» Supplied data:
******
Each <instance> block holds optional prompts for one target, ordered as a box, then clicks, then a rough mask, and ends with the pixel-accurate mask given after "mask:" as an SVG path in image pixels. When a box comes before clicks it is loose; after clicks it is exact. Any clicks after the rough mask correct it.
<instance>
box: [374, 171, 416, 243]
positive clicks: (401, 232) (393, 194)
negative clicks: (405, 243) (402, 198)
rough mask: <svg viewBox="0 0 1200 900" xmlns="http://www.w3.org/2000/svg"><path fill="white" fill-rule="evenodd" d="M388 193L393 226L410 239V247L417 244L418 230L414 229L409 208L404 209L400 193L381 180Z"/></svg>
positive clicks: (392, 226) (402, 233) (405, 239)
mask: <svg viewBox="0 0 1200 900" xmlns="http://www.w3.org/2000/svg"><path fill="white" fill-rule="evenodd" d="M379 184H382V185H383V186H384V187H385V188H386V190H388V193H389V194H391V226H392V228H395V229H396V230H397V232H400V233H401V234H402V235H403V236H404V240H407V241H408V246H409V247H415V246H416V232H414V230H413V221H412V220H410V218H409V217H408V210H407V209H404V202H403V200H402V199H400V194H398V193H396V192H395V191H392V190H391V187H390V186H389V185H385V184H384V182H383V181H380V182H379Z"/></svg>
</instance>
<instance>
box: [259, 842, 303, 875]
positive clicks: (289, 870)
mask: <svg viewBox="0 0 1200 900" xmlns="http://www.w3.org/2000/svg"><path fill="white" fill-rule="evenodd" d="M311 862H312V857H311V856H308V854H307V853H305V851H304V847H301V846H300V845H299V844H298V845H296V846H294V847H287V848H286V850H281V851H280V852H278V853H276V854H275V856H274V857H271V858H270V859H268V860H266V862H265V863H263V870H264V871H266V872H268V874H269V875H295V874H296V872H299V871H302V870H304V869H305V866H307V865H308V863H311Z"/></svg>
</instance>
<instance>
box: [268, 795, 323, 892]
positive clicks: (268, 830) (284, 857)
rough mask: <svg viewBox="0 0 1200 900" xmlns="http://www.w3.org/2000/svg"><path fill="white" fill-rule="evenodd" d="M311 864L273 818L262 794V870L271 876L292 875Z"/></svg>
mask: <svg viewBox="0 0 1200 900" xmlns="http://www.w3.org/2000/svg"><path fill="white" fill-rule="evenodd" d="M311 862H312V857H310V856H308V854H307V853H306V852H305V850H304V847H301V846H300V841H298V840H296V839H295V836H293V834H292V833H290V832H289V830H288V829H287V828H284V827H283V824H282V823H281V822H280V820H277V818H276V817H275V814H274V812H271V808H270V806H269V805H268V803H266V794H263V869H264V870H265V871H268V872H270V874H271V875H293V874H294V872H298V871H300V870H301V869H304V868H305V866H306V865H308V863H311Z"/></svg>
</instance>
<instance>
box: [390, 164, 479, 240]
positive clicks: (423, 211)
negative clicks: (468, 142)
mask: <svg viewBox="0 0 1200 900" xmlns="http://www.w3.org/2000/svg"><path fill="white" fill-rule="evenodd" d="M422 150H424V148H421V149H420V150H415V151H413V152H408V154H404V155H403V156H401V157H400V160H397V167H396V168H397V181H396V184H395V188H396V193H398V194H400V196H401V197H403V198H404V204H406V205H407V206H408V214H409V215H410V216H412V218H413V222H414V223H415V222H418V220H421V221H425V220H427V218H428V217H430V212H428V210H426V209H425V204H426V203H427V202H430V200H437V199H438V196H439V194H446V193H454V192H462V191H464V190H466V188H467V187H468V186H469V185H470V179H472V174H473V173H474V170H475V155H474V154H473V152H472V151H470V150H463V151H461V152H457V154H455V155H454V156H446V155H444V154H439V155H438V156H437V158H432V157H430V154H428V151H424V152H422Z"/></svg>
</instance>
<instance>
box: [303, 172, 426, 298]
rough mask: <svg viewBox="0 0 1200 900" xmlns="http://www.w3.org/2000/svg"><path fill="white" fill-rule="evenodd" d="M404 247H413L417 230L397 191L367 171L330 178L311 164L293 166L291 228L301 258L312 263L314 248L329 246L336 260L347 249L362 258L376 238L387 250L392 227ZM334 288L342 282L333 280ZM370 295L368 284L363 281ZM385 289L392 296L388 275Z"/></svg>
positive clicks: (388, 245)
******
Please write out the whole of the material exactly.

Each <instance> block holds optional prompts for one target, ordered as a box, then clicks, then a rough mask, and ends with the pixel-accurate mask given after "mask:" as an SVG path in image pixels. When a box comes before clicks it is loose; after clicks it is exact. Any clicks after the rough mask correct it.
<instance>
box: [374, 171, 416, 243]
positive clicks: (401, 232) (393, 194)
negative clicks: (405, 243) (402, 198)
rough mask: <svg viewBox="0 0 1200 900" xmlns="http://www.w3.org/2000/svg"><path fill="white" fill-rule="evenodd" d="M388 193L393 226L410 239V247L417 244L418 230L414 229L409 208L404 209L400 193L381 180Z"/></svg>
positive clicks: (392, 226) (402, 233) (405, 239)
mask: <svg viewBox="0 0 1200 900" xmlns="http://www.w3.org/2000/svg"><path fill="white" fill-rule="evenodd" d="M379 184H382V185H383V186H384V187H385V188H386V190H388V193H389V194H391V226H392V228H395V229H396V230H397V232H400V233H401V234H402V235H403V236H404V240H407V241H408V246H409V247H415V246H416V232H414V230H413V221H412V220H410V218H409V217H408V210H407V209H404V202H403V200H402V199H400V194H398V193H396V192H395V191H392V190H391V187H390V186H389V185H385V184H384V182H383V181H380V182H379Z"/></svg>
</instance>
<instance>
box: [259, 842, 303, 875]
positive clicks: (289, 870)
mask: <svg viewBox="0 0 1200 900" xmlns="http://www.w3.org/2000/svg"><path fill="white" fill-rule="evenodd" d="M311 862H312V857H311V856H308V854H307V853H305V851H304V847H301V846H300V845H299V844H298V845H296V846H294V847H287V848H286V850H281V851H280V852H278V853H276V854H275V856H274V857H271V858H270V859H268V860H266V862H265V863H263V870H264V871H266V872H268V874H269V875H295V874H296V872H299V871H302V870H304V869H305V866H307V865H308V863H311Z"/></svg>
</instance>
<instance>
box: [268, 795, 323, 892]
positive clicks: (268, 830) (284, 857)
rough mask: <svg viewBox="0 0 1200 900" xmlns="http://www.w3.org/2000/svg"><path fill="white" fill-rule="evenodd" d="M311 864L273 818L262 794V870L271 876L292 875Z"/></svg>
mask: <svg viewBox="0 0 1200 900" xmlns="http://www.w3.org/2000/svg"><path fill="white" fill-rule="evenodd" d="M311 862H312V857H310V856H308V854H307V853H306V852H305V850H304V847H301V846H300V841H298V840H296V839H295V836H293V834H292V833H290V832H289V830H288V829H287V828H284V827H283V824H282V823H281V822H280V820H277V818H276V817H275V814H274V812H271V808H270V806H269V805H268V803H266V794H263V869H264V870H265V871H268V872H270V874H271V875H293V874H294V872H298V871H300V870H301V869H304V868H305V866H306V865H308V863H311Z"/></svg>
</instance>
<instance>
box: [390, 164, 479, 240]
positive clicks: (423, 211)
negative clicks: (468, 142)
mask: <svg viewBox="0 0 1200 900" xmlns="http://www.w3.org/2000/svg"><path fill="white" fill-rule="evenodd" d="M422 150H424V148H421V149H420V150H415V151H413V152H408V154H404V155H403V156H401V157H400V160H397V167H396V168H397V181H396V184H395V188H396V193H398V194H400V196H401V197H403V198H404V204H406V205H407V206H408V214H409V215H410V216H412V218H413V222H414V223H415V222H418V220H421V221H425V220H427V218H428V217H430V212H428V210H426V209H425V204H426V203H427V202H430V200H437V199H438V196H439V194H446V193H454V192H462V191H464V190H466V188H467V187H468V186H469V185H470V179H472V174H473V173H474V170H475V155H474V154H473V152H472V151H470V150H463V151H461V152H457V154H455V155H454V156H446V155H444V154H439V155H438V156H437V158H432V157H430V154H428V151H424V152H422Z"/></svg>
</instance>
<instance>
box: [303, 172, 426, 298]
rough mask: <svg viewBox="0 0 1200 900" xmlns="http://www.w3.org/2000/svg"><path fill="white" fill-rule="evenodd" d="M404 247H413L417 230L397 191L367 171L330 178L311 164L293 166L291 228L301 258L312 263L314 248L329 246L336 260L347 249L362 258L376 238L387 250L392 227ZM334 288L342 282L333 280ZM370 295L368 284L363 281ZM385 289L392 296L388 275Z"/></svg>
positive clicks: (388, 245)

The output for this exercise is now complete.